Start of Reading passage

It's the same star in each case -- so why the difference?

Well, take a look at this picture of the Sun.

Image of the Sun at 6173 Angstroms taken 3/30/2015 from the Solar Dynamics Observatory website

The solar disk is clearly NOT the same brightness across the entire face; instead, it's brighter near the center, and fades away toward the edges. Astronomers call this limb darkening. You can read more about limb darkening here.

One important feature of limb darkening is that it depends on the wavelength at which one observes: shorter wavelengths lead to stronger limb darkening.

The dip in light created by a transit shows us a sort of mirror image of the surface brightness of the star: the dip is deeper where the surface is brighter.

Transits of WASP 39 measured by Ricci et al., PASP 127, 143 (2015)

Careful measurements of the transit at multiple wavelengths allow astronomers to determine the degree of limb darkening in a planet's host star; and that, in turn, can help them to pin down properties of the host star.

End of Reading passage

**Task directions**.
Answer these questions from the limb darkening passage:
1. What do astronomers call the Sun's disk being brighter near the center and fading toward the edges?
2. What kind of wavelengths lead to stronger limb darkening?
3. Where is the dip in light created by a transit deeper?
The records are separate material and are not part of the limb darkening passage.

Start of Recorded data

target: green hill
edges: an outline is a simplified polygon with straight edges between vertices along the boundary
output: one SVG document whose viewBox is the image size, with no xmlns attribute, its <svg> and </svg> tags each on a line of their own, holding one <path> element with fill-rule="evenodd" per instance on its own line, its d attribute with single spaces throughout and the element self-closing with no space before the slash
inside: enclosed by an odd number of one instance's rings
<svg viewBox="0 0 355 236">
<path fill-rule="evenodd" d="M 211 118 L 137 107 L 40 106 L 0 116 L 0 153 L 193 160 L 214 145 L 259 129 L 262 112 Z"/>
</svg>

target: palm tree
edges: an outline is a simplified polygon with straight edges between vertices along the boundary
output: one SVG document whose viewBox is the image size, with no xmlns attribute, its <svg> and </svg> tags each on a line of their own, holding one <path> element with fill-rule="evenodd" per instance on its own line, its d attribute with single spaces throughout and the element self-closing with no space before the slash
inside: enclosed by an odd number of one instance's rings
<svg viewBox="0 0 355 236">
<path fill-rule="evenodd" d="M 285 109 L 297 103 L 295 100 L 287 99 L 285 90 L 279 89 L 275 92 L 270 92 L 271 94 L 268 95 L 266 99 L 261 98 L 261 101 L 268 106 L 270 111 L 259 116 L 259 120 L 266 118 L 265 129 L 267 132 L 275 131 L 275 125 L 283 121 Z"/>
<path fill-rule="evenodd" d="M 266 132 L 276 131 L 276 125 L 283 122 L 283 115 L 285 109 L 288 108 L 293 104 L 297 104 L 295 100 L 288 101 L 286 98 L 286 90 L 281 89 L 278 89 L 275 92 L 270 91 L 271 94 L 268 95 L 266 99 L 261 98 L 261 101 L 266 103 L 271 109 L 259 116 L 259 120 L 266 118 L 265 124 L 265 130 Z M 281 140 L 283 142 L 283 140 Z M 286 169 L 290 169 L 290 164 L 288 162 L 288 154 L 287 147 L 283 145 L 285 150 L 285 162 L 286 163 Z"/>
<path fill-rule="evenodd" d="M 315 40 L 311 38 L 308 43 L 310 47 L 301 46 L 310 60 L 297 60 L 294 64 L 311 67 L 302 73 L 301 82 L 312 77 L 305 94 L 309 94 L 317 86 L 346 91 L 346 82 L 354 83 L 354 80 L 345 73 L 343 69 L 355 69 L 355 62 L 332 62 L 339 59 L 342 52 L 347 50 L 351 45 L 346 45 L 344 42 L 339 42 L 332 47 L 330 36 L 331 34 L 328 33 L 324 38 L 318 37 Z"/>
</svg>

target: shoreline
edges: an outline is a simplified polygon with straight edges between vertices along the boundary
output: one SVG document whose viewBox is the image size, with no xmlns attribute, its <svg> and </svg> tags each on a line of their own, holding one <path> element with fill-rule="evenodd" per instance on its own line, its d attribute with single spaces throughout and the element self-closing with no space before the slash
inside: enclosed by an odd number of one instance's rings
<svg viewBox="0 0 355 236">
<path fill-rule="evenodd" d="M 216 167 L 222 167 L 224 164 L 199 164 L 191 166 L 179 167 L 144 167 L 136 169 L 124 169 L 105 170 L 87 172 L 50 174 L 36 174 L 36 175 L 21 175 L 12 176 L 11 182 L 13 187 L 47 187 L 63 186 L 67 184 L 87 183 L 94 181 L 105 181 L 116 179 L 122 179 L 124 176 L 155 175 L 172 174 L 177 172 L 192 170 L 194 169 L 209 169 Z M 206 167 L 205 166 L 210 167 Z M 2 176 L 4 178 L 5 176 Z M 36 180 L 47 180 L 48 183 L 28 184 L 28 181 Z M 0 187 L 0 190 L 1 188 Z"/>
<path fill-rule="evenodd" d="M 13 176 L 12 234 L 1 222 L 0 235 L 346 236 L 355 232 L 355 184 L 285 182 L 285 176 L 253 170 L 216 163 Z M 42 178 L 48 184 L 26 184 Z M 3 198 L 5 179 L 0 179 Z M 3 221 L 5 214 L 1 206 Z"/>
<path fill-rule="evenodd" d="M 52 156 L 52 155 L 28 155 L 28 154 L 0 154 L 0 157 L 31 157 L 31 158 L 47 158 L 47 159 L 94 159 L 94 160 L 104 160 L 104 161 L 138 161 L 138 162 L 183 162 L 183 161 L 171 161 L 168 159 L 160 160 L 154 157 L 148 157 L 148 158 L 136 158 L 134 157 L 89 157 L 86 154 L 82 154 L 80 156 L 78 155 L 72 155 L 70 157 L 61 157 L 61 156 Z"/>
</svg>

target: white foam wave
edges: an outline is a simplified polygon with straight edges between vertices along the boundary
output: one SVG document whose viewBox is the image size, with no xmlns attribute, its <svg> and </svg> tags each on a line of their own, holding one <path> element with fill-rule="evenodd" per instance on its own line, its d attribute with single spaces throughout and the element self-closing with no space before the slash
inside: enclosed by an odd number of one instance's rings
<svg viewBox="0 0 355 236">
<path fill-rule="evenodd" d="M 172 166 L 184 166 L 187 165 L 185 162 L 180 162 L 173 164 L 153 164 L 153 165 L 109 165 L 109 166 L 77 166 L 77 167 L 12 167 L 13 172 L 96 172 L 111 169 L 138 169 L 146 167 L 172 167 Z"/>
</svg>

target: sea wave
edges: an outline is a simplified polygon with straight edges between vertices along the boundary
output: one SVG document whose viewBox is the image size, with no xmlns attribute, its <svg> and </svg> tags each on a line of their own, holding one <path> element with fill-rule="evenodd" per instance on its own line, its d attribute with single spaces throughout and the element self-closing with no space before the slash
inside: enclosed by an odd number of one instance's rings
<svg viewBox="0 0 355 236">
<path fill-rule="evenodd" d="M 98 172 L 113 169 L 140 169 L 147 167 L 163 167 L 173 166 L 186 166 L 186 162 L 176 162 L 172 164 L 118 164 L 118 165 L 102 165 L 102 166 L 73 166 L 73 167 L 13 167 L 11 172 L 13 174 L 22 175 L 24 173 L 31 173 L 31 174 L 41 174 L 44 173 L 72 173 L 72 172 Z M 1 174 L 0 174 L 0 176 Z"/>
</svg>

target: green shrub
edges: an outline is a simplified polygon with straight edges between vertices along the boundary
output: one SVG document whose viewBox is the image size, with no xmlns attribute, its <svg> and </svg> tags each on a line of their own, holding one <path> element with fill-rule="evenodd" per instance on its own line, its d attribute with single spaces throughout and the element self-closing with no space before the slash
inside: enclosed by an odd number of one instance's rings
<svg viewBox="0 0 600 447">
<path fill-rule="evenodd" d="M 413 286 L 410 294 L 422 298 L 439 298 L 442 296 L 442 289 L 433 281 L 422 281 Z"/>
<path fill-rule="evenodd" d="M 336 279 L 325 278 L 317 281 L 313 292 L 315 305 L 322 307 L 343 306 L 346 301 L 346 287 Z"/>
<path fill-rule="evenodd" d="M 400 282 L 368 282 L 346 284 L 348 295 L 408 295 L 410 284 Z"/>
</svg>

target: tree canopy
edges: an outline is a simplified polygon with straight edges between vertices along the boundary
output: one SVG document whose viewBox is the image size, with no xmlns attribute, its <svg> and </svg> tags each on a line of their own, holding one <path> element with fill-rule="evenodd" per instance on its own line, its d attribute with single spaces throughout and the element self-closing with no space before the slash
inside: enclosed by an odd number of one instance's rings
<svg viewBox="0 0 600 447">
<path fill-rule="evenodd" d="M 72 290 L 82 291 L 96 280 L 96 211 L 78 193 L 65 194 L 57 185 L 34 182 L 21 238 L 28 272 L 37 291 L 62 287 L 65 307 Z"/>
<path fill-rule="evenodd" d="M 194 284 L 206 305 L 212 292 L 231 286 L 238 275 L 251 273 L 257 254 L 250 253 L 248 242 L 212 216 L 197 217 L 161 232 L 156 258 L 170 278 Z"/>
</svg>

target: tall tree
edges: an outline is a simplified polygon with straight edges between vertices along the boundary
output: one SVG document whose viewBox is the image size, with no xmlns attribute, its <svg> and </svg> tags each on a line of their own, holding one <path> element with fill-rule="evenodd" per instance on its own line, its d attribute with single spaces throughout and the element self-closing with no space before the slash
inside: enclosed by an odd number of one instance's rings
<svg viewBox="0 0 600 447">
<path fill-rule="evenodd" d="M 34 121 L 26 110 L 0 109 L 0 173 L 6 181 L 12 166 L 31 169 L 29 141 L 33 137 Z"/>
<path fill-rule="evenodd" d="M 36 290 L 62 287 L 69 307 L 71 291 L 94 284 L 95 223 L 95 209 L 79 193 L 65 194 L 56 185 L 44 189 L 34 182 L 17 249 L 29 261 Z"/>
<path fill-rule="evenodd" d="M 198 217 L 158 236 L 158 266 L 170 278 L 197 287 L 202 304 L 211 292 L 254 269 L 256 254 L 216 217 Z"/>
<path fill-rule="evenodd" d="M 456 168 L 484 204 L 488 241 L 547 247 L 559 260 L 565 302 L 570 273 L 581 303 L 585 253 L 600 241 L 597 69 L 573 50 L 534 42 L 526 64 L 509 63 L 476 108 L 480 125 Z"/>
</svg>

End of Recorded data

**Expected answer**.
1. Limb darkening.
2. Shorter wavelengths.
3. Where the surface of the star is brighter.